Page text ->
•••

Source: https://caselaw.findlaw.com/us-10th-circuit/1752767.html
Timestamp: 2019-04-26 06:58:32+00:00

Document:
DARREN E. COX; COX HONEY OF UTAH, LLC, a Utah limited liability company, Plaintiffs - Appellants, v. CACHE COUNTY, a Utah municipal corporation; BOX ELDER COUNTY, a Utah municipal corporation; MARTIN JAMES, individually and in his official capacity as county bee inspector of Cache County and Box Elder County; ELMER JAMES, an individual; SOLARTRAC, INC., d/b/a Slide Ridge Honey, a Utah corporation, Defendants - Appellees.
Before BRISCOE, EBEL, and BACHARACH, Circuit Judges.
James is the bee inspector for both Cache and Box Elder Counties. When James became the bee inspector in April 2007, Cox informed the Counties that James could not inspect Cox's apiaries. The Counties agreed, as did James.
In May 2007, James was in Box Elder County, near Fielding, Utah, moving some of his own beehives because a nearby farmer was going to spray pesticide, which can be harmful to bees. As James was leaving, he noticed some other hives in a nearby field owned by Milton Williams. Williams was mowing grass nearby. According to James, without first talking to Williams, James approached the hives in order to determine who owned them, so James could warn the hive owner about the pesticide spraying. After spending two or three minutes looking at the hives, the bees started acting aggressively, so James returned to his truck and left.
Though located on Williams's property, the hives belonged to Cox. Cox sued Inspector James, among others, alleging a number of state and federal claims. There is only one claim at issue here: Cox's 42 U.S.C. § 1983 claim for damages against James, in his individual capacity, alleging James violated the Fourth Amendment when he “inspected” Cox's beehives without a warrant. The district court held James was entitled to qualified immunity on this claim and granted him summary judgment on that basis. Later, the district court denied Cox relief on his motion seeking reconsideration. In this appeal, Cox challenges both the district court's qualified immunity decision and its denial of relief on reconsideration.

•••

Material provided ->
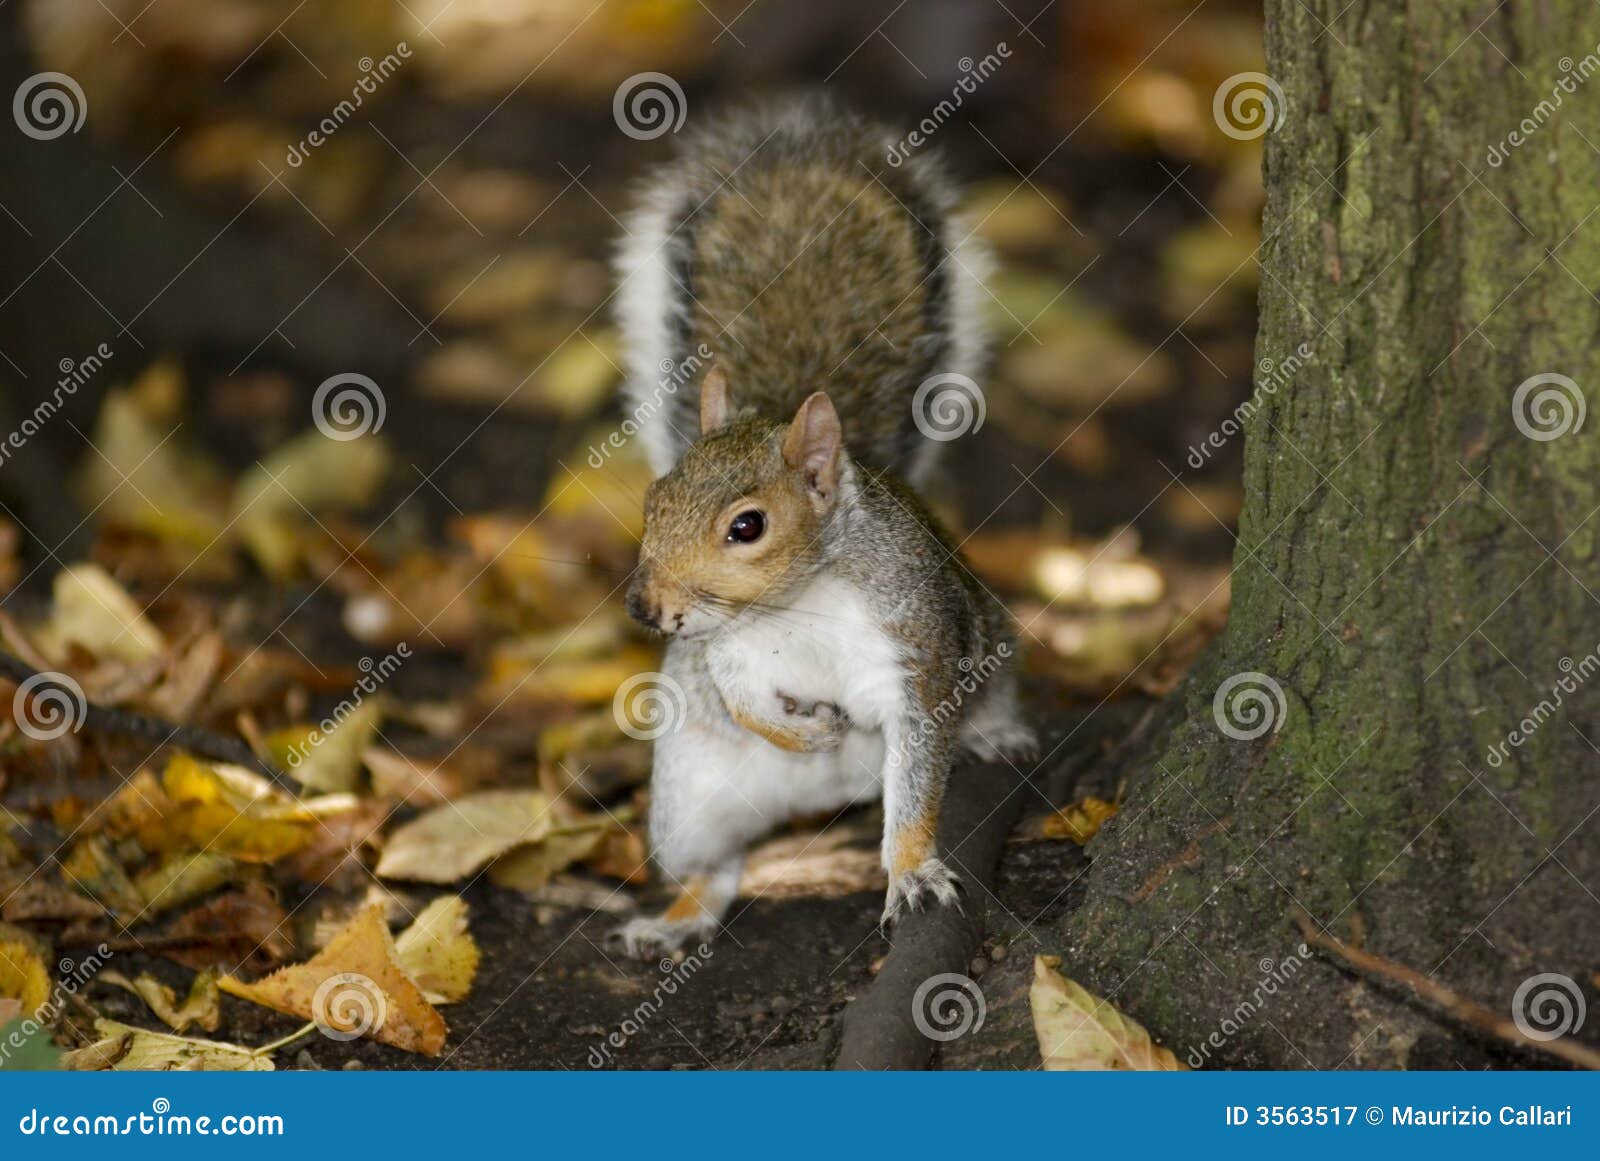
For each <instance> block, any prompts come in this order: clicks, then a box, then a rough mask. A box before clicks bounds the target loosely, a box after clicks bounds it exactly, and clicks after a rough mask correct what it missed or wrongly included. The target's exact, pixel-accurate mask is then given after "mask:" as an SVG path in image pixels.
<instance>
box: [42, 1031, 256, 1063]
mask: <svg viewBox="0 0 1600 1161" xmlns="http://www.w3.org/2000/svg"><path fill="white" fill-rule="evenodd" d="M94 1031H98V1033H99V1035H101V1039H98V1041H96V1043H94V1044H90V1046H88V1047H83V1049H78V1051H77V1052H67V1054H66V1055H62V1057H61V1063H62V1067H64V1068H72V1070H75V1071H101V1070H106V1068H110V1070H114V1071H203V1073H222V1071H227V1073H269V1071H272V1070H274V1063H272V1059H270V1057H267V1055H266V1054H259V1052H256V1051H254V1049H248V1047H245V1046H242V1044H227V1043H224V1041H218V1039H190V1038H187V1036H173V1035H170V1033H165V1031H147V1030H146V1028H134V1027H133V1025H128V1023H118V1022H117V1020H96V1022H94Z"/></svg>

•••

From the court opinion about the beehive inspection, reproduce the passage starting with "James is the" and going on through "truck and left.".

James is the bee inspector for both Cache and Box Elder Counties. When James became the bee inspector in April 2007, Cox informed the Counties that James could not inspect Cox's apiaries. The Counties agreed, as did James.
In May 2007, James was in Box Elder County, near Fielding, Utah, moving some of his own beehives because a nearby farmer was going to spray pesticide, which can be harmful to bees. As James was leaving, he noticed some other hives in a nearby field owned by Milton Williams. Williams was mowing grass nearby. According to James, without first talking to Williams, James approached the hives in order to determine who owned them, so James could warn the hive owner about the pesticide spraying. After spending two or three minutes looking at the hives, the bees started acting aggressively, so James returned to his truck and left.